▸ **Alıntılanan metin**:
-- -- --

Mülk tahribatına ve şiddet içeren daha militan taktiklere kalkışır kalkışmaz kitleleri yabancılaştıracağımızı öne süren stratejik pasifistlerin bunu bir kaide gibi görmesinin yanlış olduğunu düşünüyorum. George Floyd protestolarının ardından ne olduğuna, BLM hareketine çekilen kitlelere, yürüyüşlere katılan tarihi insan sayısına tekrar bir bakın. Ama bunu akıllıca bir şekilde yapmanız lazım.

Dakota Access Boru Hattı, Orta Iowa. Wikimedia Commons izniyle. Fotoğraf: Carl Wycoff.

-- -- --

▸ **Sağlanan girdiler**:
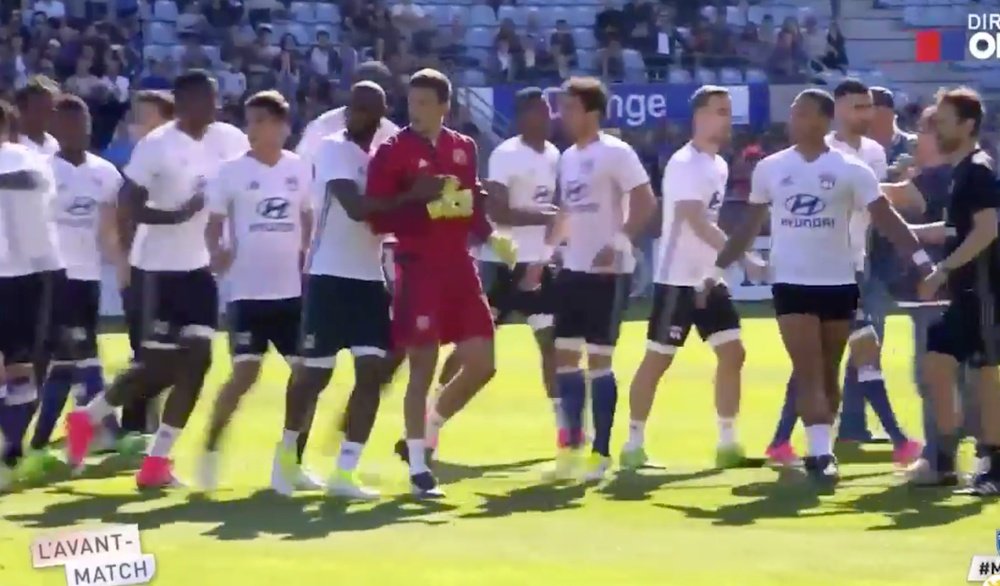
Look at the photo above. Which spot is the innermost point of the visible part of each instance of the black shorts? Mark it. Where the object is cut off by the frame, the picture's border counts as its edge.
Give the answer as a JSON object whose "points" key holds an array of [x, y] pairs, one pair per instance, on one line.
{"points": [[342, 313], [826, 302], [27, 323], [175, 305], [591, 307], [75, 317], [502, 286], [968, 331], [255, 323], [675, 311]]}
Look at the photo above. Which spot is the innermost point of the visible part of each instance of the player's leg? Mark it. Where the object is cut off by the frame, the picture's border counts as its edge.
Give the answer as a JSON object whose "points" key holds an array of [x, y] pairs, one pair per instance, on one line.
{"points": [[610, 298], [668, 328], [865, 358]]}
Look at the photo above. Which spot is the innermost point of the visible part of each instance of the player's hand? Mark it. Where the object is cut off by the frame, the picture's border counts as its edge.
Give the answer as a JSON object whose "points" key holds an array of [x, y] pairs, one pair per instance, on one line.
{"points": [[608, 257], [505, 248], [928, 288], [532, 279]]}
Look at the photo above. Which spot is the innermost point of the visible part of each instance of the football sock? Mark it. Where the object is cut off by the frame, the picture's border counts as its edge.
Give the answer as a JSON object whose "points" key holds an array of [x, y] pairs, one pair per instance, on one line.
{"points": [[604, 388], [55, 391], [818, 438], [873, 386], [164, 440], [789, 416], [572, 388]]}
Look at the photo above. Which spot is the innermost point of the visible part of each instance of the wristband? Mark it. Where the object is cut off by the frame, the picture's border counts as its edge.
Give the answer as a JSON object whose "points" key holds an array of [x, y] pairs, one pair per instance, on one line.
{"points": [[920, 257]]}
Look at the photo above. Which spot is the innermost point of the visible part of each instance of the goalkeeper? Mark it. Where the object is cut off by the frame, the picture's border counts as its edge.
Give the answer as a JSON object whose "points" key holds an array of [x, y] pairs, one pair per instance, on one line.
{"points": [[437, 298]]}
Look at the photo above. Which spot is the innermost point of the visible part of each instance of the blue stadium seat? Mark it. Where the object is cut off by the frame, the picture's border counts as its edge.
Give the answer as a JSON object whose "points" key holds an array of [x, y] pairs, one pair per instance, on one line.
{"points": [[584, 38], [482, 15], [480, 37], [165, 10], [327, 13], [302, 12]]}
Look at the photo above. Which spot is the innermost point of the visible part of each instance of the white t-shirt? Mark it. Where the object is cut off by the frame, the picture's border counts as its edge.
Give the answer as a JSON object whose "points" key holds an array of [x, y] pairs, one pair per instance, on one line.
{"points": [[264, 206], [872, 154], [28, 238], [172, 166], [595, 181], [811, 207], [530, 178], [690, 175], [80, 190], [332, 122], [341, 246], [49, 146]]}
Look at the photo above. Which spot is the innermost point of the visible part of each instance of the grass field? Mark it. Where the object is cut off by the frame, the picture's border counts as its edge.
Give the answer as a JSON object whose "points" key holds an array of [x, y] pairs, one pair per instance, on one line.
{"points": [[502, 525]]}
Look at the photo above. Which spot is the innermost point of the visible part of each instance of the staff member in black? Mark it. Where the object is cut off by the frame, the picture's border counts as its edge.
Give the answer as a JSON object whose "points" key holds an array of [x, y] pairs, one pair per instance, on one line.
{"points": [[968, 329]]}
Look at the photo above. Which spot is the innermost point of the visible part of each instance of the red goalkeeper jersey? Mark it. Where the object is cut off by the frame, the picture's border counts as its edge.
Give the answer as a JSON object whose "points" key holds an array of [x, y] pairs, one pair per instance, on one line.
{"points": [[445, 227]]}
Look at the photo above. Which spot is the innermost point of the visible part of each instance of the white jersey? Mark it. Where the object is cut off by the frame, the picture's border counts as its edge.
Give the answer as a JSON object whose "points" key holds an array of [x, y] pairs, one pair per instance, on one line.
{"points": [[48, 147], [690, 175], [530, 178], [28, 238], [264, 205], [80, 191], [811, 207], [341, 246], [595, 181], [872, 154], [172, 167], [333, 122]]}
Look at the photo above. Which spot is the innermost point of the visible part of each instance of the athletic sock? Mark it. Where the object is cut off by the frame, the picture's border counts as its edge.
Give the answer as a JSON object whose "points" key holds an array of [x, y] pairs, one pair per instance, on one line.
{"points": [[636, 435], [350, 453], [416, 450], [727, 431], [819, 439], [572, 389], [164, 440], [789, 416], [55, 391], [289, 439], [873, 386], [604, 389], [20, 404]]}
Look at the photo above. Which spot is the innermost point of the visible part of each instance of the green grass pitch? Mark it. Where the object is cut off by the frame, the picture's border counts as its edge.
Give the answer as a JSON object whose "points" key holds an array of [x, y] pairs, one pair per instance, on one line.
{"points": [[502, 525]]}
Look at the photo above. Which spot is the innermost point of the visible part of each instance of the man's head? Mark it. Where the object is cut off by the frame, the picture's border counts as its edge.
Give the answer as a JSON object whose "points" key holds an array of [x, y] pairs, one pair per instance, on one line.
{"points": [[366, 108], [582, 105], [854, 107], [428, 98], [151, 109], [812, 113], [34, 104], [712, 112], [71, 124], [267, 116], [194, 98], [532, 111], [958, 118]]}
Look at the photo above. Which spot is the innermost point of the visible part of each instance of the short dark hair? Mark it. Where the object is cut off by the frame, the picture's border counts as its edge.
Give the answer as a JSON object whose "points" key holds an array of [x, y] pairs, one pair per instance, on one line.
{"points": [[72, 104], [38, 85], [271, 102], [193, 79], [526, 96], [163, 101], [590, 91], [967, 103], [822, 98], [434, 80], [850, 87], [704, 94]]}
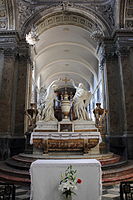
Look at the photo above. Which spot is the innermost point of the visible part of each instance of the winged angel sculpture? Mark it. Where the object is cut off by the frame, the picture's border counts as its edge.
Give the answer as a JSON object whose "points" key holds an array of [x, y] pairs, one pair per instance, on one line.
{"points": [[81, 99], [46, 102]]}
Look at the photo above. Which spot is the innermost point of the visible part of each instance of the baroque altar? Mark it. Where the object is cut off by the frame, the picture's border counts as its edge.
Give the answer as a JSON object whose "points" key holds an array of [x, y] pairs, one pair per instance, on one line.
{"points": [[75, 136]]}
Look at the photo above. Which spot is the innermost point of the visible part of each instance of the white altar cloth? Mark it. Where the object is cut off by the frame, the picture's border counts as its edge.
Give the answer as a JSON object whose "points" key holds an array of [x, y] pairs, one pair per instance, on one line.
{"points": [[62, 135], [46, 176]]}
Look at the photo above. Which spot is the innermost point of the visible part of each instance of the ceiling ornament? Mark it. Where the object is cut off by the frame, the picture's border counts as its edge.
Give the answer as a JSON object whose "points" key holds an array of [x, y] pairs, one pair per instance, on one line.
{"points": [[97, 34], [32, 37]]}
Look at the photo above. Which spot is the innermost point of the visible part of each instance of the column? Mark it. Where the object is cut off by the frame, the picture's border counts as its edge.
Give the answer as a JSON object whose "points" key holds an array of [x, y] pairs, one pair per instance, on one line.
{"points": [[125, 49], [114, 101]]}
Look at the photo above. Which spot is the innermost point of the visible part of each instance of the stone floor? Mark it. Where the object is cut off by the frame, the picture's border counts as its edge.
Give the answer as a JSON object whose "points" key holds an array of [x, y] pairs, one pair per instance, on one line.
{"points": [[109, 193]]}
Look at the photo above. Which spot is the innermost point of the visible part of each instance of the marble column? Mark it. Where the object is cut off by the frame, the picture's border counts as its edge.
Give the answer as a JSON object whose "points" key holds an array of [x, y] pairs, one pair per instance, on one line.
{"points": [[114, 101], [13, 71], [125, 49]]}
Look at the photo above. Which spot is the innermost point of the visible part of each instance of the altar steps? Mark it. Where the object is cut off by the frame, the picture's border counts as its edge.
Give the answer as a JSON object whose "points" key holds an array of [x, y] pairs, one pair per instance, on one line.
{"points": [[16, 170]]}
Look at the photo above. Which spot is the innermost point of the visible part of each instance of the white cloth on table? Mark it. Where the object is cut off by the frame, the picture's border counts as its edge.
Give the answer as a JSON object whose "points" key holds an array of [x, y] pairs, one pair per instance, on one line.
{"points": [[62, 135], [46, 176]]}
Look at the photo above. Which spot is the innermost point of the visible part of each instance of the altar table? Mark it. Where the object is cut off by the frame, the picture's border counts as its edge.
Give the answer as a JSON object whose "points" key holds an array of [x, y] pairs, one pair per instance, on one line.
{"points": [[46, 176]]}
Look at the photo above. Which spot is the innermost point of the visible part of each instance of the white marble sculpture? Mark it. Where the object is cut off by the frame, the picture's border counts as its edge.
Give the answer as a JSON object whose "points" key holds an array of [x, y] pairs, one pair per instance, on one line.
{"points": [[81, 99], [48, 110]]}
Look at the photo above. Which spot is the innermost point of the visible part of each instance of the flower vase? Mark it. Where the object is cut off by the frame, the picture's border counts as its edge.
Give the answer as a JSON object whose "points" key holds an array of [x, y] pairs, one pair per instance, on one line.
{"points": [[69, 197]]}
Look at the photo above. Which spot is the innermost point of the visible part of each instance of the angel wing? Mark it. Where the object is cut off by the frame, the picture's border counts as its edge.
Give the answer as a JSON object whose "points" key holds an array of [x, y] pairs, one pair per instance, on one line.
{"points": [[88, 97], [42, 95]]}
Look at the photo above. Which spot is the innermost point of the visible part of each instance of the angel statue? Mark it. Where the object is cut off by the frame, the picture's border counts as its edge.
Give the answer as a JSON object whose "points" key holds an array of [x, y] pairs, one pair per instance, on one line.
{"points": [[81, 99], [48, 110]]}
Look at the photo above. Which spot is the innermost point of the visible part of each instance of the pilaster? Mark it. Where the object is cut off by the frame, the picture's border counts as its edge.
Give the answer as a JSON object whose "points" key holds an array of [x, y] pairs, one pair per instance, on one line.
{"points": [[13, 68], [125, 51]]}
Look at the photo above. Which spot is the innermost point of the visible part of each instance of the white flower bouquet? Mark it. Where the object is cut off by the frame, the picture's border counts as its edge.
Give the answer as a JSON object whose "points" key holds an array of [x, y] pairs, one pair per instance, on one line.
{"points": [[69, 181]]}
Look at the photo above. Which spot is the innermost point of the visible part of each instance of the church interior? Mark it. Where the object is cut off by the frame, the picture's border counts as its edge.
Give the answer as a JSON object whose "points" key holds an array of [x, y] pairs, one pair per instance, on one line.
{"points": [[66, 95]]}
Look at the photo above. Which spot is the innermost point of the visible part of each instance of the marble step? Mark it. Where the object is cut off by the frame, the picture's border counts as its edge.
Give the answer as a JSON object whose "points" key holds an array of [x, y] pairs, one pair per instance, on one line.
{"points": [[18, 164], [123, 170], [5, 169]]}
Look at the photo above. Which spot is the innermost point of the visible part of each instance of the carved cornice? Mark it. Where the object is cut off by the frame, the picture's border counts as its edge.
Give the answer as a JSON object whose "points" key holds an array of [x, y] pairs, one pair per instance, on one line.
{"points": [[65, 18], [36, 10]]}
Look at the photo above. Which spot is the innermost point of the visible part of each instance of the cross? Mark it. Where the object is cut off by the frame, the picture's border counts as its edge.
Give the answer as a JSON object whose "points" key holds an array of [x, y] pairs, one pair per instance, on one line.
{"points": [[66, 80]]}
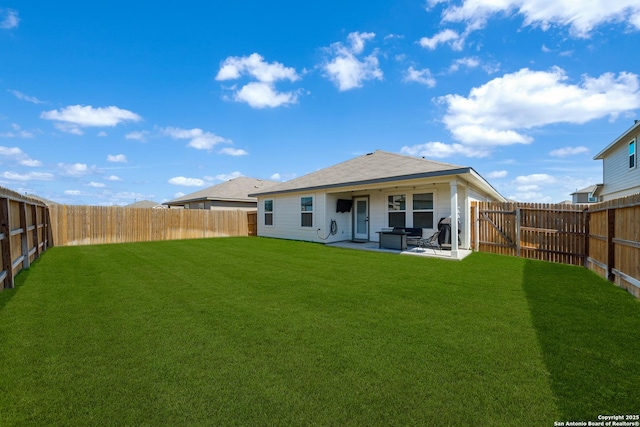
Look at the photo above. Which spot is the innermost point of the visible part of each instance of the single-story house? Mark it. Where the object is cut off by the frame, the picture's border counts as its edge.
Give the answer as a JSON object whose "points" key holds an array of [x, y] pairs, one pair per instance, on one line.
{"points": [[586, 195], [620, 172], [356, 199], [232, 194]]}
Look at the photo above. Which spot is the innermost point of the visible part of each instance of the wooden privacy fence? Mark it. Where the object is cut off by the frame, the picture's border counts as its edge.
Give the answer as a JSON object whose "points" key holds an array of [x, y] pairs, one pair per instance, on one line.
{"points": [[85, 225], [614, 242], [24, 234], [603, 237]]}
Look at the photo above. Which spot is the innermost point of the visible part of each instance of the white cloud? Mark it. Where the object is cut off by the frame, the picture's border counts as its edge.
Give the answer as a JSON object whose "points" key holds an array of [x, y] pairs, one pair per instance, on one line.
{"points": [[117, 158], [535, 179], [497, 174], [227, 177], [455, 40], [199, 139], [24, 97], [138, 135], [345, 69], [71, 119], [568, 151], [282, 177], [581, 18], [468, 62], [76, 169], [187, 182], [263, 93], [30, 162], [497, 112], [15, 154], [31, 176], [233, 151], [16, 133], [356, 40], [255, 66], [420, 76], [9, 19], [441, 150]]}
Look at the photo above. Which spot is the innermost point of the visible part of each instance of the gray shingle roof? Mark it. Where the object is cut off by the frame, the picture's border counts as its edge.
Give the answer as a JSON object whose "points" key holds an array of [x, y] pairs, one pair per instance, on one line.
{"points": [[379, 166], [237, 190], [144, 204], [589, 189]]}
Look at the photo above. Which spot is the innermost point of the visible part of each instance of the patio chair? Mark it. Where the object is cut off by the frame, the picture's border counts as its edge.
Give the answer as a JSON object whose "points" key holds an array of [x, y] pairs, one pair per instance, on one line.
{"points": [[430, 242]]}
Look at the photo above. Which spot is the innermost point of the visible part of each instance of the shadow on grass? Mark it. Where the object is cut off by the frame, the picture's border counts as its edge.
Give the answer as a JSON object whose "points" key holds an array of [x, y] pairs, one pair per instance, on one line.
{"points": [[589, 333], [7, 294]]}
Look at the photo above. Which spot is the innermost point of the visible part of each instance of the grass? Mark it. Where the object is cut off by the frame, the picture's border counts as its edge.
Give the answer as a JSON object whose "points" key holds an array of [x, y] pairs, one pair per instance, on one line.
{"points": [[250, 331]]}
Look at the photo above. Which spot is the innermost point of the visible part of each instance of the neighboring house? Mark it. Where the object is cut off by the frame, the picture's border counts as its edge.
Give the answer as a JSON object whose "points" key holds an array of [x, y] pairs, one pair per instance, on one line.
{"points": [[586, 195], [620, 172], [361, 196], [232, 194], [146, 204]]}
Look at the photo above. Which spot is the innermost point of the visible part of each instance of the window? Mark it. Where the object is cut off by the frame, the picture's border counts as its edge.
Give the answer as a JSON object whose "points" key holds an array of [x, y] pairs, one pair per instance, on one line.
{"points": [[268, 212], [423, 210], [397, 208], [306, 205]]}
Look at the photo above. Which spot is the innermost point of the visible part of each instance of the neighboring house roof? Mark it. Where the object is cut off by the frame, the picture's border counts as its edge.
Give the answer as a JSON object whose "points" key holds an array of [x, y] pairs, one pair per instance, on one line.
{"points": [[234, 190], [145, 204], [589, 189], [623, 137], [377, 167]]}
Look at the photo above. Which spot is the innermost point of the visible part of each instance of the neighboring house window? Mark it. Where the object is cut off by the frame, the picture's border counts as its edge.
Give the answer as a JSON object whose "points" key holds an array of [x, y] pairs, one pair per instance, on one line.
{"points": [[423, 210], [397, 210], [268, 212], [306, 205]]}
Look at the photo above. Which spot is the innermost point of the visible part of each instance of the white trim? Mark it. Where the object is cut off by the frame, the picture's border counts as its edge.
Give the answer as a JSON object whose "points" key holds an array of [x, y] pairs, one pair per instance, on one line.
{"points": [[272, 211], [313, 210]]}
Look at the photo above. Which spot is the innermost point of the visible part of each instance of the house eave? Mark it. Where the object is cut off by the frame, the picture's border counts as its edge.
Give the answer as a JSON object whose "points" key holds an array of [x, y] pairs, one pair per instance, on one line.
{"points": [[450, 172], [622, 137], [209, 199]]}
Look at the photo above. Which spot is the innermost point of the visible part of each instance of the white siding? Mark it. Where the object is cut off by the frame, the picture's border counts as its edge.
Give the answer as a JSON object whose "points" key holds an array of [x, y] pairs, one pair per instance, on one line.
{"points": [[287, 217], [342, 219], [287, 211], [379, 215], [619, 179]]}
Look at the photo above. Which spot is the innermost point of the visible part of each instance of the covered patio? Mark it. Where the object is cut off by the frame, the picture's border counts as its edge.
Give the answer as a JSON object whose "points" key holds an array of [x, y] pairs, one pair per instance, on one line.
{"points": [[411, 250]]}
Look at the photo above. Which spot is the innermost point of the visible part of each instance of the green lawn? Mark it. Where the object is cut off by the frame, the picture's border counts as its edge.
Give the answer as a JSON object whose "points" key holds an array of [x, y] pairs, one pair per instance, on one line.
{"points": [[251, 331]]}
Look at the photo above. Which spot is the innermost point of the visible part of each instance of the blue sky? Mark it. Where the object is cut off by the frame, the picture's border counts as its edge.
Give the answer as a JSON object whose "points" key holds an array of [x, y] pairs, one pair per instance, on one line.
{"points": [[112, 102]]}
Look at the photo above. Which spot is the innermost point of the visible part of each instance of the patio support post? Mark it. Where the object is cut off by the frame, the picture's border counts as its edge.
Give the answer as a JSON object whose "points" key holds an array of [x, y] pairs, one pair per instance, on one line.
{"points": [[454, 218], [466, 227]]}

-- -- --

▸ **Hedefin**: Alıntılanan metinden "Mülk tahribatına ve" sözlerinin geçtiği yerden başlayan ve "Fotoğraf: Carl Wycoff." sözlerinden sonra biten bölümü yeniden yaz, ancak "yürüyüşlere" ifadesini "gösterilere" ile değiştir.

▸ **Çözümün**:
Mülk tahribatına ve şiddet içeren daha militan taktiklere kalkışır kalkışmaz kitleleri yabancılaştıracağımızı öne süren stratejik pasifistlerin bunu bir kaide gibi görmesinin yanlış olduğunu düşünüyorum. George Floyd protestolarının ardından ne olduğuna, BLM hareketine çekilen kitlelere, gösterilere katılan tarihi insan sayısına tekrar bir bakın. Ama bunu akıllıca bir şekilde yapmanız lazım.

Dakota Access Boru Hattı, Orta Iowa. Wikimedia Commons izniyle. Fotoğraf: Carl Wycoff.